** Objectif énoncé **
Citez le texte extrait en entier, sans y changer un seul mot.

** Texte extrait **
Quant à l’état de l’Angleterre à la fin de cette mémorable année 1830, on voit que tous les gens raisonnables sont inquiets de la situation intérieure et vivement préoccupés de ce qui se passe au dehors. Chaque jour amène en effet de nouvelles complications.


« Je ne me souviens pas, écrit Greville, d’avoir jamais rien vu, ni d’avoir jamais rien lu qui approche de l’état où nous sommes. La crainte et l’impatience prévalent de toutes parts, l’anxiété est à son comble. N’importe où nous jetions nos regards, du côté de la France ou du côté de l’Irlande, qu’ils s’égarent jusqu’en Pologne ou en Piémont, ils n’aperçoivent en tous lieux que feux et flammes, émeutes et exécutions. »

** Entrées fournies **
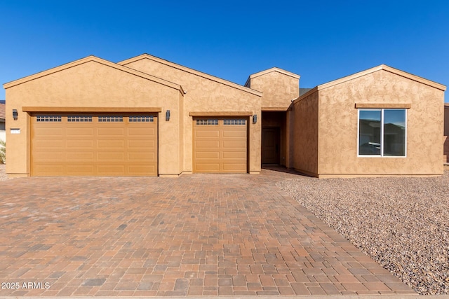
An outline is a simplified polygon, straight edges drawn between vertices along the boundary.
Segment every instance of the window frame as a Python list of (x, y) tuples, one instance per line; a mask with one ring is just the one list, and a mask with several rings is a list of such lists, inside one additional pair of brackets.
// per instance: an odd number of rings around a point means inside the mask
[[(403, 110), (406, 113), (405, 138), (404, 138), (404, 155), (384, 155), (384, 112), (385, 110)], [(404, 108), (359, 108), (357, 109), (357, 158), (407, 158), (407, 132), (408, 116), (407, 109)], [(380, 111), (380, 155), (361, 155), (360, 151), (360, 111)]]

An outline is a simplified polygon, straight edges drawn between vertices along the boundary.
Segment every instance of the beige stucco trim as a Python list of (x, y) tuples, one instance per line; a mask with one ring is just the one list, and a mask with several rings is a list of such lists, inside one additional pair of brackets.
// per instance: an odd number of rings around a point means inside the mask
[(356, 108), (401, 108), (405, 109), (410, 109), (412, 108), (412, 104), (410, 103), (356, 103)]
[(354, 178), (376, 178), (376, 177), (434, 177), (441, 176), (443, 172), (439, 174), (320, 174), (317, 176), (319, 179), (354, 179)]
[(266, 69), (264, 71), (259, 71), (258, 73), (255, 73), (255, 74), (253, 74), (252, 75), (250, 75), (249, 77), (248, 77), (248, 79), (246, 80), (246, 83), (245, 83), (245, 86), (247, 86), (250, 82), (250, 81), (251, 79), (253, 79), (255, 78), (257, 78), (260, 76), (263, 76), (263, 75), (266, 75), (267, 74), (269, 74), (272, 71), (277, 71), (278, 73), (281, 73), (281, 74), (283, 74), (284, 75), (287, 75), (287, 76), (290, 76), (290, 77), (293, 77), (295, 79), (300, 79), (301, 78), (301, 76), (298, 74), (296, 74), (295, 73), (292, 73), (288, 71), (286, 71), (285, 69), (279, 69), (279, 67), (272, 67), (271, 69)]
[(161, 112), (161, 107), (22, 107), (23, 112)]
[(349, 81), (350, 80), (353, 80), (356, 78), (361, 77), (362, 76), (368, 75), (368, 74), (371, 74), (375, 71), (381, 71), (381, 70), (389, 71), (390, 73), (393, 73), (396, 75), (401, 76), (403, 77), (409, 78), (414, 81), (419, 82), (429, 86), (431, 86), (433, 88), (439, 89), (443, 91), (445, 91), (446, 90), (446, 87), (442, 84), (437, 83), (436, 82), (431, 81), (430, 80), (424, 79), (424, 78), (422, 78), (422, 77), (418, 77), (417, 76), (415, 76), (411, 74), (406, 73), (405, 71), (401, 71), (397, 69), (394, 69), (393, 67), (389, 67), (385, 64), (380, 64), (380, 66), (375, 67), (371, 69), (368, 69), (366, 71), (360, 71), (358, 73), (356, 73), (352, 75), (347, 76), (346, 77), (343, 77), (340, 79), (337, 79), (333, 81), (328, 82), (327, 83), (321, 84), (320, 85), (318, 85), (316, 88), (318, 88), (318, 90), (320, 90), (335, 86), (337, 84), (341, 84), (342, 83)]
[(189, 112), (189, 116), (251, 116), (252, 112), (222, 111), (222, 112)]
[(41, 71), (40, 73), (37, 73), (37, 74), (35, 74), (34, 75), (28, 76), (27, 77), (22, 78), (18, 79), (18, 80), (15, 80), (13, 81), (8, 82), (7, 83), (4, 84), (3, 86), (4, 86), (4, 88), (5, 89), (9, 88), (11, 88), (13, 86), (18, 85), (19, 84), (25, 83), (25, 82), (28, 82), (28, 81), (30, 81), (32, 80), (37, 79), (39, 78), (43, 77), (45, 76), (48, 76), (48, 75), (50, 75), (51, 74), (62, 71), (64, 69), (69, 69), (71, 67), (76, 67), (77, 65), (80, 65), (80, 64), (84, 64), (84, 63), (86, 63), (86, 62), (93, 62), (93, 61), (95, 62), (98, 62), (98, 63), (100, 63), (101, 64), (104, 64), (104, 65), (106, 65), (106, 66), (108, 66), (108, 67), (113, 67), (114, 69), (125, 71), (125, 72), (128, 73), (128, 74), (131, 74), (135, 75), (135, 76), (138, 76), (141, 77), (141, 78), (144, 78), (145, 79), (150, 80), (152, 81), (154, 81), (154, 82), (164, 85), (168, 86), (168, 87), (170, 87), (172, 88), (175, 88), (176, 90), (180, 90), (180, 92), (182, 94), (185, 93), (184, 90), (182, 90), (182, 87), (181, 85), (178, 85), (178, 84), (175, 84), (175, 83), (173, 83), (172, 82), (169, 82), (169, 81), (167, 81), (166, 80), (161, 79), (160, 78), (154, 77), (154, 76), (149, 75), (147, 74), (142, 73), (141, 71), (136, 71), (135, 69), (130, 69), (130, 68), (126, 67), (123, 67), (123, 65), (121, 65), (121, 64), (115, 64), (114, 62), (111, 62), (109, 61), (107, 61), (107, 60), (97, 57), (93, 56), (93, 55), (88, 56), (86, 57), (81, 58), (80, 60), (75, 60), (74, 62), (69, 62), (67, 64), (62, 64), (61, 66), (56, 67), (54, 67), (53, 69), (48, 69), (46, 71)]
[(141, 55), (136, 56), (135, 57), (130, 58), (130, 59), (128, 59), (126, 60), (123, 60), (123, 61), (120, 62), (117, 62), (117, 64), (122, 65), (122, 66), (126, 66), (126, 64), (128, 64), (130, 63), (135, 62), (136, 61), (142, 60), (144, 60), (144, 59), (148, 59), (148, 60), (153, 60), (153, 61), (155, 61), (156, 62), (159, 62), (159, 63), (161, 63), (161, 64), (171, 67), (173, 68), (175, 68), (175, 69), (177, 69), (187, 72), (187, 73), (189, 73), (189, 74), (192, 74), (194, 75), (199, 76), (204, 78), (206, 79), (211, 80), (213, 81), (224, 84), (224, 85), (225, 85), (227, 86), (229, 86), (229, 87), (232, 87), (232, 88), (236, 88), (236, 89), (238, 89), (238, 90), (246, 92), (251, 93), (253, 95), (258, 95), (260, 97), (262, 97), (262, 92), (260, 92), (260, 91), (252, 90), (252, 89), (248, 88), (246, 88), (246, 87), (242, 86), (241, 85), (239, 85), (237, 83), (234, 83), (233, 82), (228, 81), (227, 80), (222, 79), (220, 78), (215, 77), (214, 76), (209, 75), (208, 74), (203, 73), (201, 71), (196, 71), (195, 69), (190, 69), (189, 67), (184, 67), (184, 66), (182, 66), (182, 65), (180, 65), (180, 64), (177, 64), (175, 63), (169, 62), (168, 60), (163, 60), (161, 58), (156, 57), (155, 56), (152, 56), (152, 55), (150, 55), (149, 54), (142, 54)]

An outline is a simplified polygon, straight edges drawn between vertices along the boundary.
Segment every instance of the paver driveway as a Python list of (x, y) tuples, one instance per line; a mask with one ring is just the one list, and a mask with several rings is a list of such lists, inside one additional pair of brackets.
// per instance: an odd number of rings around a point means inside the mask
[(0, 182), (0, 295), (413, 293), (275, 186), (293, 176)]

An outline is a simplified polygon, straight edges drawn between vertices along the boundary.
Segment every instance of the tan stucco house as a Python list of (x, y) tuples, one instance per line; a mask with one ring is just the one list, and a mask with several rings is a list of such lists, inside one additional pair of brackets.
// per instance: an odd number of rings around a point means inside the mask
[(5, 111), (6, 105), (4, 104), (0, 104), (0, 140), (3, 140), (4, 141), (6, 140)]
[(449, 165), (449, 103), (444, 103), (444, 163)]
[[(381, 65), (302, 95), (272, 68), (242, 86), (147, 54), (89, 56), (4, 85), (6, 172), (27, 176), (438, 175), (445, 86)], [(302, 95), (300, 96), (300, 95)]]

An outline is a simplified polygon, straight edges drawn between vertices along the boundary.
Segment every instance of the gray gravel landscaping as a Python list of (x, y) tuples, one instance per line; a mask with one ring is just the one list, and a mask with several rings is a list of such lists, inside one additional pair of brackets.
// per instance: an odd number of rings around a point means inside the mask
[(449, 294), (449, 172), (278, 186), (422, 295)]

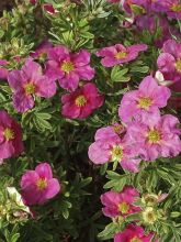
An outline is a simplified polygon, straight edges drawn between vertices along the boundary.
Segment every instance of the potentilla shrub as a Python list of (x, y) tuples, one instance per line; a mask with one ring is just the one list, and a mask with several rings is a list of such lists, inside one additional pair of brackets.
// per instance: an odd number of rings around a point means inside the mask
[(181, 2), (25, 0), (0, 18), (0, 241), (181, 241)]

** Réponse à la tâche **
Quant à l’état de l’Angleterre à la fin de cette mémorable année 1830, on voit que tous les gens raisonnables sont inquiets de la situation intérieure et vivement préoccupés de ce qui se passe au dehors. Chaque jour amène en effet de nouvelles complications.


« Je ne me souviens pas, écrit Greville, d’avoir jamais rien vu, ni d’avoir jamais rien lu qui approche de l’état où nous sommes. La crainte et l’impatience prévalent de toutes parts, l’anxiété est à son comble. N’importe où nous jetions nos regards, du côté de la France ou du côté de l’Irlande, qu’ils s’égarent jusqu’en Pologne ou en Piémont, ils n’aperçoivent en tous lieux que feux et flammes, émeutes et exécutions. »